## start Data extract
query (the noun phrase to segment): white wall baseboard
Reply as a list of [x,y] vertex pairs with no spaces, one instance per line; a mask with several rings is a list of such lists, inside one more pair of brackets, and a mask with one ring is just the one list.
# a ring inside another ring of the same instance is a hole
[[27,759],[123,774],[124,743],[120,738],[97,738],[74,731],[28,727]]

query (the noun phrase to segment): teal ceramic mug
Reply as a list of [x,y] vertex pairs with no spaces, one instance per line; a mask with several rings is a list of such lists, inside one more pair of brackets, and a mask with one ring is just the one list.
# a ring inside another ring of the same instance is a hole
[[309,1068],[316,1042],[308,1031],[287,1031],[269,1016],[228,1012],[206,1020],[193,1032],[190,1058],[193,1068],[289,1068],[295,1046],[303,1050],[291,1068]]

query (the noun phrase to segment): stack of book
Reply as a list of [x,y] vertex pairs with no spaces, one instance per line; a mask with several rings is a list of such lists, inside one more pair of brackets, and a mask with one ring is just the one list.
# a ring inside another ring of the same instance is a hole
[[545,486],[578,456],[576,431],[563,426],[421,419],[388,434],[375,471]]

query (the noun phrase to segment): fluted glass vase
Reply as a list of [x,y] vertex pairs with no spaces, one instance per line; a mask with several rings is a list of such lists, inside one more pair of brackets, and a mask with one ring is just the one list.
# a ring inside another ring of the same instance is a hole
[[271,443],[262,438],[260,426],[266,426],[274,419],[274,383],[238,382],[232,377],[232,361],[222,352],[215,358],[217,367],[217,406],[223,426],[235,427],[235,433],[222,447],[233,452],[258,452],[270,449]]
## end Data extract
* **Directive**
Copy every one of the items above word for word.

* **Result of the task**
query (the noun phrase to segment): white wall baseboard
Reply as a list of [x,y] vertex pairs with no spaces, one instance per line; a mask with several rings is a list of such lists, inside one more pair of brackets, and a mask with one ring is just the one list.
# a ring inside another ring of the same instance is a hole
[[27,759],[123,774],[124,743],[120,738],[97,738],[74,731],[28,727]]

query (the noun phrase to segment): teal ceramic mug
Reply as a list of [x,y] vertex pairs with no spaces, one instance per line; a mask with several rings is a list of such lists, inside one more pair of brackets, and a mask with one ring is just the one list.
# a ring inside another ring of the same instance is a hole
[[309,1068],[316,1042],[308,1031],[287,1031],[269,1016],[228,1012],[206,1020],[193,1032],[190,1058],[193,1068],[289,1068],[295,1046],[303,1050],[291,1068]]

query (the noun phrase to segment): stack of book
Reply as a list of [x,y] vertex pairs with no spaces, one instance per line; a mask with several rings is a list of such lists, inside one more pair of brackets, and a mask with one ring is just the one list.
# a ring inside another ring of the same instance is a hole
[[545,486],[578,456],[576,431],[563,426],[421,419],[388,434],[375,471]]

query (the noun phrase to segment): fluted glass vase
Reply as a list of [x,y] vertex pairs with no spaces, one instance per line; a mask with several rings is a list of such lists, inside one more pair of brackets, and a mask with one ring is just the one list.
# a ring inside another ring of the same instance is a hole
[[271,443],[262,438],[260,426],[266,426],[274,419],[274,383],[238,382],[232,377],[232,361],[222,352],[215,358],[217,367],[217,406],[223,426],[235,427],[235,433],[222,447],[233,452],[258,452],[270,449]]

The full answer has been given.